Extrait à lire
>>>
INITIATIVES CINÉMATOGRAPHIQUES EN DIRECTION DES ADOLESCENTS
> Ambassadeurs Lycéens Cinéphiles
> Paroles d’ados
> Toutes les clés pour créer un ciné-club
AMBASSADEURS LYCÉENS CINÉPHILES
Sylvain Chevreton, référent jeune public du cinéma Méliès, à Saint-Etienne
À l’initiative du cinéma le Méliès à Saint-Etienne, dans le cadre d’un appel à projet de la Région Rhône-Alpes, ce dispositif encourage les lycéens de l’agglomération stéphanoise à s’intéresser au cinéma d’art et d’essai. Recrutés sur concours, les ambassadeurs lycéens cinéphiles bénéficient d’un accès gratuit au Méliès et participent activement à la diffusion du cinéma d’auteur auprès de leurs camarades.
Quel rôle et quels avantages ?
En 2012, un appel à projets est lancé par le Méliès auprès des lycéens, des apprentis et des étudiants infirmiers de la région Rhône-Alpes pour développer l’utilisation de la carte M’ra qui leur permet de bénéficier d’un tarif à 1€ à chaque séance. Il s’agissait de recruter annuellement deux lycéens dans une quinzaine d’établissements (soit une trentaine de lycéens au total), des « ambassadeurs lycéens cinéphiles » qui bénéficieraient pendant un an d’entrées gratuites illimitées au Méliès, d’invitations à des avant-premières privées, et qui participeraient à des discussions avec l’équipe du Méliès.
<<<
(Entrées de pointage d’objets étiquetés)
>>>
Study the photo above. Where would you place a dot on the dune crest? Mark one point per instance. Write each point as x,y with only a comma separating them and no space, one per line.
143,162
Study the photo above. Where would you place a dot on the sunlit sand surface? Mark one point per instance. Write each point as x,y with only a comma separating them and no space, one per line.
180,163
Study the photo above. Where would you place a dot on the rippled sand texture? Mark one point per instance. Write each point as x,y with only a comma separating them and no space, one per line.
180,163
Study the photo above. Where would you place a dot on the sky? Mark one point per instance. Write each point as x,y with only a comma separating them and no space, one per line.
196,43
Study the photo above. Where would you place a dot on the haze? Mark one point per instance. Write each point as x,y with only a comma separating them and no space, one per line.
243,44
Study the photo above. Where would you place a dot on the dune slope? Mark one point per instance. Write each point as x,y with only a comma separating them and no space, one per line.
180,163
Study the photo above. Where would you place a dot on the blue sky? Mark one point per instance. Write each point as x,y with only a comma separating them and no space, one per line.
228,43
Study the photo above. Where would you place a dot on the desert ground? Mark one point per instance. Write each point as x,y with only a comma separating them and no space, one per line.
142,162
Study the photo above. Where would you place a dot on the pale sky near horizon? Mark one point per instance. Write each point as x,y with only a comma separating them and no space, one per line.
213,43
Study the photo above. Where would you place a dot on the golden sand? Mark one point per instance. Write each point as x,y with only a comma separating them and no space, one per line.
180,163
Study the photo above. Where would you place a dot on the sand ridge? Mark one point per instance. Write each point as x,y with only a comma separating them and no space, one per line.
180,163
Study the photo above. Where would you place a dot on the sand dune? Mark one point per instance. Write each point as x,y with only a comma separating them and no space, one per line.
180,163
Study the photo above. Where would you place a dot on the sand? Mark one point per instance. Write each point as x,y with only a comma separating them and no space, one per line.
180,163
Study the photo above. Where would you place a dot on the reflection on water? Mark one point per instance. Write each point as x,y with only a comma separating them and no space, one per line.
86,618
<<<
Travail demandé
1 – Recopiez le texte sur les ambassadeurs lycéens cinéphiles à partir de « En 2012, un » et jusqu’à « l’équipe du Méliès. », en remplaçant « Rhône-Alpes » par « Auvergne-Rhône-Alpes ».
2 – D’après le texte sur les ambassadeurs lycéens cinéphiles, quel tarif la carte M’ra permet-elle d’obtenir à chaque séance ?
3 – Prolongez le texte sur les ambassadeurs lycéens cinéphiles à partir de sa dernière phrase.

Résultats obtenus
1 –
En 2012, un appel à projets est lancé par le Méliès auprès des lycéens, des apprentis et des étudiants infirmiers de la région Auvergne-Rhône-Alpes pour développer l’utilisation de la carte M’ra qui leur permet de bénéficier d’un tarif à 1€ à chaque séance. Il s’agissait de recruter annuellement deux lycéens dans une quinzaine d’établissements (soit une trentaine de lycéens au total), des « ambassadeurs lycéens cinéphiles » qui bénéficieraient pendant un an d’entrées gratuites illimitées au Méliès, d’invitations à des avant-premières privées, et qui participeraient à des discussions avec l’équipe du Méliès.

2 – Un tarif de 1 € à chaque séance.

3 –
En retour, la mission de ces ambassadeurs lycéens consisterait à faire connaître le Méliès autour d’eux et à en changer l’image peu attrayante chez les adolescents à travers diverses actions laissées à leur initiative : parler d’un film à leurs camarades, faire des interventions en classe, réaliser des panneaux d’affichage, projeter des bandes-annonces, proposer d’organiser des séances scolaires, écrire des critiques dans le journal du lycée…
Comment se passe la sélection des ambassadeurs ?
Les lycéens intéressés doivent envoyer un dossier de candidature en répondant à une série de questions sur les films qu’ils ont vus, sur leur usage de la VO… Il leur est également demandé de rédiger une critique de film. Le profil des élèves n’est pas déterminé à l’avance : il est essentiellement apprécié qu’ils fassent preuve de curiosité et qu’ils soient motivés à l’idée de partager leurs pratiques en matière de cinéma.
En général, c’est le référent de la carte M’ra dans les établissements qui relaie l’information, souvent le professeur documentaliste. Il est important de créer et de conserver des liens avec l’équipe enseignante qui est d’une aide précieuse pour entrer en contact avec les élèves. Les professeurs ont par ailleurs la possibilité de collaborer avec le Méliès à travers l’organisation de séances scolaires.
Comment Le Méliès accompagne-t-il ses ambassadeurs ?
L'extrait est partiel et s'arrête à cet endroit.